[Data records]
* * * *

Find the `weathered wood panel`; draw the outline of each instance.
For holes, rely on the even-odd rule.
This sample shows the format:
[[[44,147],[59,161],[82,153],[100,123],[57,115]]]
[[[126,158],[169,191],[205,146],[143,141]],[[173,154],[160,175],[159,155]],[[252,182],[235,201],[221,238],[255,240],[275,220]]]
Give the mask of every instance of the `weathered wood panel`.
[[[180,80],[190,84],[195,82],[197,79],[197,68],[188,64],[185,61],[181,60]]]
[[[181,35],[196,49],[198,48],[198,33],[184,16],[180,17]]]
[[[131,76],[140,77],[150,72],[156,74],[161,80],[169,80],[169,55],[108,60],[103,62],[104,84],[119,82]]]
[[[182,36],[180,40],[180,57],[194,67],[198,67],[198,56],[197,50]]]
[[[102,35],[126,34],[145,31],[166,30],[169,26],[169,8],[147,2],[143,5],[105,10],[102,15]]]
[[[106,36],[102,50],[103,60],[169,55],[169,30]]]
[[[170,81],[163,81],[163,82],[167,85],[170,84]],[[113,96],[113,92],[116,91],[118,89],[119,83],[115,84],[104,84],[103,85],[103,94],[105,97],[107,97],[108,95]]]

* * * *

* [TASK DESCRIPTION]: Pull every line of the entries above and copy each one character for character.

* [THE SOLUTION]:
Find the `weathered wood panel`; draw the outline of each instance.
For holes, rely on the even-odd rule.
This sample shows the format:
[[[44,147],[59,161],[82,153],[100,123],[57,115]]]
[[[126,158],[169,191],[205,146],[143,141]],[[173,154],[160,175],[159,155]],[[252,182],[235,201],[221,238],[255,240],[275,220]]]
Give the mask of every instance of the `weathered wood panel`.
[[[180,80],[190,84],[195,82],[197,79],[197,68],[188,64],[185,61],[181,60]]]
[[[181,35],[196,49],[198,48],[198,33],[184,16],[180,17]]]
[[[131,76],[140,77],[150,72],[156,74],[161,80],[169,80],[169,55],[108,60],[103,62],[104,84],[119,82]]]
[[[182,36],[180,40],[180,57],[194,67],[198,67],[198,56],[197,50]]]
[[[102,35],[126,34],[145,31],[166,30],[169,26],[169,8],[147,2],[143,5],[105,10],[102,15]]]
[[[106,36],[102,50],[103,60],[169,55],[169,30]]]
[[[170,81],[163,81],[163,82],[167,85],[170,84]],[[113,96],[113,92],[116,91],[118,89],[119,83],[115,84],[104,84],[103,85],[103,94],[105,97],[107,97],[108,95]]]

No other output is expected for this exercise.